Written task - Render the listing as a JSON array of strings, one string per line with blank lines omitted, starting with the line containing "locate bundle of rhubarb" and continuing through the line containing "[0,257,83,498]".

Records for this task -
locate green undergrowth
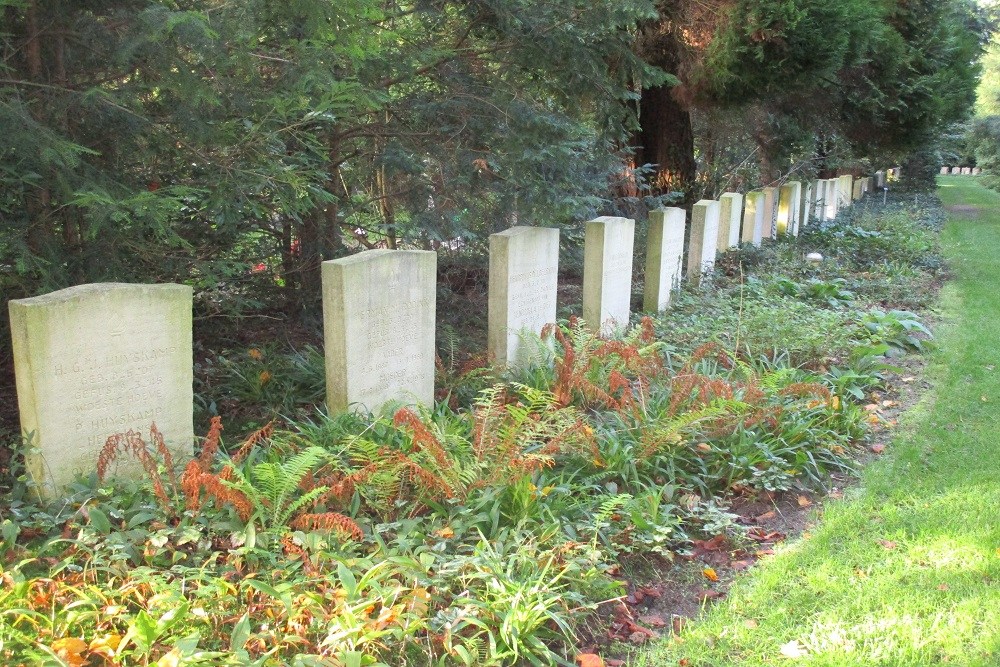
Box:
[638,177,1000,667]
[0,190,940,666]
==
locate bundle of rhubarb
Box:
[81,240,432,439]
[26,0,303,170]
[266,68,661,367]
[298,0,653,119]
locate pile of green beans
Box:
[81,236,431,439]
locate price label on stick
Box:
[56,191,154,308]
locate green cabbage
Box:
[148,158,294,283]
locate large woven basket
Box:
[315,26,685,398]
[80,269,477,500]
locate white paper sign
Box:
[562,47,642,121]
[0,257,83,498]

Exercise answer -
[
  "locate bundle of rhubarb",
  "Box:",
  "[81,240,432,439]",
  "[26,0,303,170]",
  "[266,68,661,367]",
  "[298,0,653,119]",
  "locate pile of green beans",
  "Box:",
  "[81,236,431,439]",
  "locate price label on stick",
  "Box:",
  "[56,191,154,308]",
  "locate green cabbage",
  "Box:",
  "[148,158,294,283]",
  "locate large woven basket",
  "Box:",
  "[315,26,685,398]",
  "[80,269,477,500]",
  "locate white paper sign",
  "Box:",
  "[562,47,642,121]",
  "[0,257,83,498]"
]